### Exercise prompt
Please arrange all of the material below as a Markdown table with two columns, No. and Entry. Each nonblank line gets its own row, numbered in order, and blank lines are left out.

>> Begin Given records

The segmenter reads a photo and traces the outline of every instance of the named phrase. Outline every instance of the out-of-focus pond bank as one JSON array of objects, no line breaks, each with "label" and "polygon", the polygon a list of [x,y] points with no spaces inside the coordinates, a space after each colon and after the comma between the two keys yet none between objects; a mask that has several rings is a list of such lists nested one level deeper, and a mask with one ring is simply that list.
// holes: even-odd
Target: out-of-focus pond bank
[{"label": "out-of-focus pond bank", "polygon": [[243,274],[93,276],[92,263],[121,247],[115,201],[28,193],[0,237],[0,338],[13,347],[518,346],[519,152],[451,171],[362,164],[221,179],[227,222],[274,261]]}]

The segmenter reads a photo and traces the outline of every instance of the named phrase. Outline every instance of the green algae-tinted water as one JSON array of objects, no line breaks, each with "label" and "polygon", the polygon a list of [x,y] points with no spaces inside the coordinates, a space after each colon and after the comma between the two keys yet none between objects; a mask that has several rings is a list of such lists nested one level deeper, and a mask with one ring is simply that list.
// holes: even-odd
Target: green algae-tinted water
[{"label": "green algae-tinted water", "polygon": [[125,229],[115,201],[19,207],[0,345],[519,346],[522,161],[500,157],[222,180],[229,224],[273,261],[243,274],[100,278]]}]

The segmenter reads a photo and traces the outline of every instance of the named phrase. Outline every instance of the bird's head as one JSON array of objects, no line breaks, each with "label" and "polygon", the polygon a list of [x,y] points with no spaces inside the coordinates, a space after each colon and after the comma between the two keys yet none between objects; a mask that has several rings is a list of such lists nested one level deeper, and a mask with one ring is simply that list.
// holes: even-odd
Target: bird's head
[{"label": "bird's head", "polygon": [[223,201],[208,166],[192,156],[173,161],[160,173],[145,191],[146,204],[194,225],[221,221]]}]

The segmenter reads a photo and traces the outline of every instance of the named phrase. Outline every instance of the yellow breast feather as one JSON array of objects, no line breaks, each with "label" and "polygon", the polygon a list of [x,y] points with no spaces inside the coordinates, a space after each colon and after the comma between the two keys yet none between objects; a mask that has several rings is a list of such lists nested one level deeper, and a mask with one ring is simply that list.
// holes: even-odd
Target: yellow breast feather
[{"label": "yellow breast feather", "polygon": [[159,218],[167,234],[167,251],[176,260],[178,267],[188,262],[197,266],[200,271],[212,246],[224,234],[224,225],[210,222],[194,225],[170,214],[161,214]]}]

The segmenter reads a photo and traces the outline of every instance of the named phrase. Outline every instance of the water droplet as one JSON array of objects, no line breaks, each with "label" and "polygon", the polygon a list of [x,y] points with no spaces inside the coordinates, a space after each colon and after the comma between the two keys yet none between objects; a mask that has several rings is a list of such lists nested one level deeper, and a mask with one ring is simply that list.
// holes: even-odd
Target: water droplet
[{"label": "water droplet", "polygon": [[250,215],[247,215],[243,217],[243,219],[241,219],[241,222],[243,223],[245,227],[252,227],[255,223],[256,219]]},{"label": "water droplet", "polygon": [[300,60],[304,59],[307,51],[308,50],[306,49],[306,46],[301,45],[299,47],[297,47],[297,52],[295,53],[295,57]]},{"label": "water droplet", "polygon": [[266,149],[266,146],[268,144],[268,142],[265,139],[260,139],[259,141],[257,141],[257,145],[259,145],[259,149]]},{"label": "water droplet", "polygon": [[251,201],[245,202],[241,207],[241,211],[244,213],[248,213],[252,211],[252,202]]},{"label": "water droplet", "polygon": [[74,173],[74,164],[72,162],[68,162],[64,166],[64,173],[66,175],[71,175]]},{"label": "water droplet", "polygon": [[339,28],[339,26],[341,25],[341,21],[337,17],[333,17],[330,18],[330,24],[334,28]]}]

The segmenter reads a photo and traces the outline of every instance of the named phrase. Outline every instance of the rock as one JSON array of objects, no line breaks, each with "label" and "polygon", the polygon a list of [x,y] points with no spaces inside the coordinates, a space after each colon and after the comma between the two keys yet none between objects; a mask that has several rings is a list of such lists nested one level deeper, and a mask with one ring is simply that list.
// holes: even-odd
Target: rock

>> End Given records

### Final answer
| No. | Entry |
|---|---|
| 1 | The segmenter reads a photo and traces the outline of every instance of the named phrase. Outline every instance of the out-of-focus pond bank as one JSON array of objects, no line breaks, each with "label" and "polygon", the polygon a list of [x,y] points with no spaces inside the coordinates, a space after each colon and after the comma between the two keys yet none between objects; a mask that has several rings is a list of such lists nested one level deeper, and a mask with one ring is simply that list. |
| 2 | // holes: even-odd |
| 3 | Target: out-of-focus pond bank |
| 4 | [{"label": "out-of-focus pond bank", "polygon": [[243,274],[93,276],[92,263],[121,247],[115,201],[28,193],[0,237],[0,338],[13,347],[518,346],[519,152],[451,171],[362,164],[221,179],[227,222],[274,261]]}] |
| 5 | The segmenter reads a photo and traces the outline of every instance of the named phrase. Outline every instance of the green algae-tinted water as one JSON array of objects, no line breaks, each with "label" and "polygon", the polygon a list of [x,y] points with no spaces inside the coordinates, a space after each colon and after the comma between the two keys yet none between objects; a mask that has several rings is a list of such lists nested one level deeper, and a mask with one ring is simply that list. |
| 6 | // holes: even-odd |
| 7 | Target: green algae-tinted water |
| 8 | [{"label": "green algae-tinted water", "polygon": [[125,229],[115,201],[19,207],[0,345],[519,346],[522,161],[500,157],[222,180],[229,224],[273,261],[243,274],[100,278]]}] |
| 9 | The segmenter reads a photo and traces the outline of every instance of the named phrase. Outline every instance of the bird's head as one JSON array of objects, no line breaks, each with "label" and "polygon", the polygon a list of [x,y] points with no spaces inside the coordinates, a space after each colon and after the comma between the two keys yet none between objects; a mask that has several rings is a list of such lists nested one level deeper, and a mask with one ring is simply that list. |
| 10 | // holes: even-odd |
| 11 | Target: bird's head |
| 12 | [{"label": "bird's head", "polygon": [[223,201],[208,166],[192,156],[173,161],[160,173],[145,191],[146,204],[194,225],[221,221]]}] |
| 13 | The segmenter reads a photo and traces the outline of every instance of the named phrase. Outline every instance of the yellow breast feather as one JSON array of objects, no line breaks, each with "label" and "polygon", the polygon a list of [x,y] points with no spaces inside the coordinates, a space after each colon and after the comma between the two keys yet none between objects; a mask that has several rings is a list of such lists nested one level deeper, and a mask with one ring is simply that list. |
| 14 | // holes: even-odd |
| 15 | Target: yellow breast feather |
| 16 | [{"label": "yellow breast feather", "polygon": [[159,218],[167,234],[167,251],[176,260],[178,267],[188,262],[197,266],[200,271],[212,246],[224,234],[224,225],[210,222],[194,225],[170,214],[161,214]]}] |
| 17 | The segmenter reads a photo and traces the outline of every instance of the named phrase. Outline every instance of the water droplet as one JSON array of objects, no line breaks, each with "label" and "polygon", the polygon a list of [x,y] points with no spaces inside the coordinates, a space after each colon and after the comma between the two keys yet none between objects; a mask that has several rings is a list of such lists nested one level deeper, and a mask with one ring is simply that list. |
| 18 | // holes: even-odd |
| 19 | Target: water droplet |
| 20 | [{"label": "water droplet", "polygon": [[250,215],[247,215],[243,217],[243,219],[241,219],[241,222],[243,223],[245,227],[252,227],[255,223],[256,219]]},{"label": "water droplet", "polygon": [[300,60],[304,59],[307,51],[308,50],[306,49],[306,46],[301,45],[299,47],[297,47],[297,52],[295,53],[295,57]]},{"label": "water droplet", "polygon": [[266,149],[266,146],[268,144],[268,142],[265,139],[260,139],[259,141],[257,141],[257,145],[259,145],[259,149]]},{"label": "water droplet", "polygon": [[251,201],[245,202],[241,207],[241,211],[244,213],[248,213],[252,211],[252,202]]},{"label": "water droplet", "polygon": [[74,173],[74,164],[72,162],[68,162],[64,166],[64,173],[66,175],[71,175]]},{"label": "water droplet", "polygon": [[339,28],[339,26],[341,25],[341,21],[337,17],[333,17],[330,18],[330,24],[334,28]]}] |
| 21 | The segmenter reads a photo and traces the outline of every instance of the named phrase. Outline every instance of the rock as one JSON array of objects, no line breaks, each with "label" and "polygon", the polygon a list of [x,y] points with no spaces inside the coordinates, a space after each colon and after the comma between the two keys yet none between objects; a mask that has several rings is a list of such lists nested one level deeper, and a mask with one ring is simply that list. |
| 22 | // holes: even-odd |
| 23 | Target: rock |